DOCUMENT TEXT =
Lifestyle & Belief

Scarlet fever probably didn't blind Mary Ingalls from "Little House on the Prairie"


Publicity photograph dated 1974 of actress Melissa Sue Anderson playing Mary Ingalls of the television series Little House on the Prairie. New medical research is shedding light on why the real Mary Ingalls went blind.


NBC Television

Fans of children's literature know how the story goes. Mary Ingalls from the "Little House on the Prairie" series got a bad case of scarlet fever and went blind.

But new medical research shows that the real life older sister of Laura Ingalls Wilder may have suffered from a brain infection instead, reports CNN.

The real Mary Ingalls did go blind when she was 14, in 1879. In her novel "By the Shores of Silver Lake" author Laura Ingalls Wilder described how scarlet fever had taken over the Ingalls household.

"Mary and Carrie and baby Grace and Ma had all had scarlet fever. The Nelsons across the creek had had it too, so there had been no one to help Pa and Laura. The doctor had come every day; Pa did not know how he could pay the bill. Far worst of all, the fever had settled in Mary’s eyes, and Mary was blind."

Dr. Beth Tarini, one of the co-authors of new study published in the journal Pediatrics, has been curious about Mary's blindness since she was a medical student, reports CBS.

TO DO =
(1) According to the quoted passage in the article on Mary Ingalls's blindness, why was there no one to help Pa and Laura while the family had scarlet fever?
(2) In the article on Mary Ingalls's blindness, how old was the real Mary Ingalls when she went blind?
(3) Continue the article on Mary Ingalls's blindness from its last sentence.

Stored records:
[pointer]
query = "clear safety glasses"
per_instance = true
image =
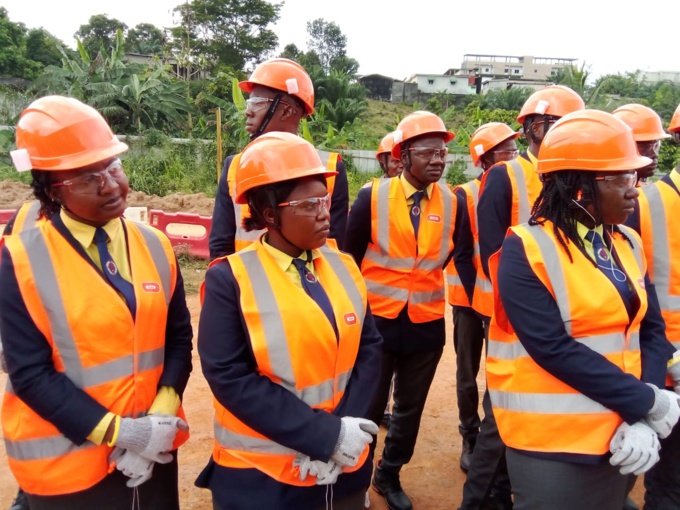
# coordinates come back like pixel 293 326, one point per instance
pixel 429 153
pixel 309 206
pixel 93 183
pixel 626 180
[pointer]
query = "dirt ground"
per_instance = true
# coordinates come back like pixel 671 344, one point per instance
pixel 432 479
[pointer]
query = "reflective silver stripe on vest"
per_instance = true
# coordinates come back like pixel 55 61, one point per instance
pixel 160 259
pixel 277 346
pixel 553 268
pixel 383 223
pixel 515 167
pixel 546 403
pixel 234 441
pixel 607 344
pixel 662 255
pixel 48 291
pixel 43 448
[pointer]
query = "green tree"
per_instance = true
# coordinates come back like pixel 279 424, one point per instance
pixel 146 39
pixel 234 33
pixel 327 40
pixel 13 60
pixel 99 33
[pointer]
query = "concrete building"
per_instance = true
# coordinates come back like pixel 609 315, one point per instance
pixel 527 67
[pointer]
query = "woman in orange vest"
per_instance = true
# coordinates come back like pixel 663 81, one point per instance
pixel 577 349
pixel 288 346
pixel 95 327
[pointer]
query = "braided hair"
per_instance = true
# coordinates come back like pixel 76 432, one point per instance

ANSWERS FOR THE EXERCISE =
(1) No one was available to help because the Nelsons across the creek had also had scarlet fever.

(2) She was 14, in 1879.

(3)
"Since I was in medical school, I had wondered about whether scarlet fever could cause blindness because I always remembered Mary's blindness from reading the Little House stories and knew that scarlet fever was once a deadly disease," Tarini said in a press release.

"I would ask other doctors, but no one could give me a definitive answer, so I started researching it."

Tarini and a team of researchers spent more than a decade pouring over old papers and letters written by Laura Ingalls Wilder and matching them with mentions in the local newspaper and data on blindness and infectious diseases of the 1800s.

The team decided that the more logical explanation for Mary's blindness was not scarlet fever, but viral meningoencephalitis. That likely caused optic neuritis, or inflammation of her optic nerves, which resulted in her vision loss, reports NBC.

In a 1937 letter to her daughter, Rose, Ingalls Wilder wrote, "Mary had spinal meningitis [sic] some sort of spinal sickness. I am not sure if the Dr. named it. We learned later when Pa took her from De Smet, South Dakota to Chicago, Illinois to a specialist that the nerves of her eyes were paralyzed and there was no hope."

According to NBC, the register for Mary's school, the Iowa College for the Blind, lists her cause of blindness as "brain fever."

So why spend a decade researching a long ago case of blindness? Tarini told the New York Times that poor Mary from "Little House on the Prairie" is the first thing they think of when they hear their kids might have scarlet fever.

"In my mind, it’s no different than a strep throat with a rash, but the specter of history colors their reaction," she said.

“We’re taught to find out what’s wrong and give a patient a diagnosis,” Dr. Tarini continued, “but that’s only one of the things the patient needs. If I say ‘scarlet fever’ and a mother is thinking, ‘Mary Ingalls’ then if I don’t know to pull that out, I’m not doing my job.”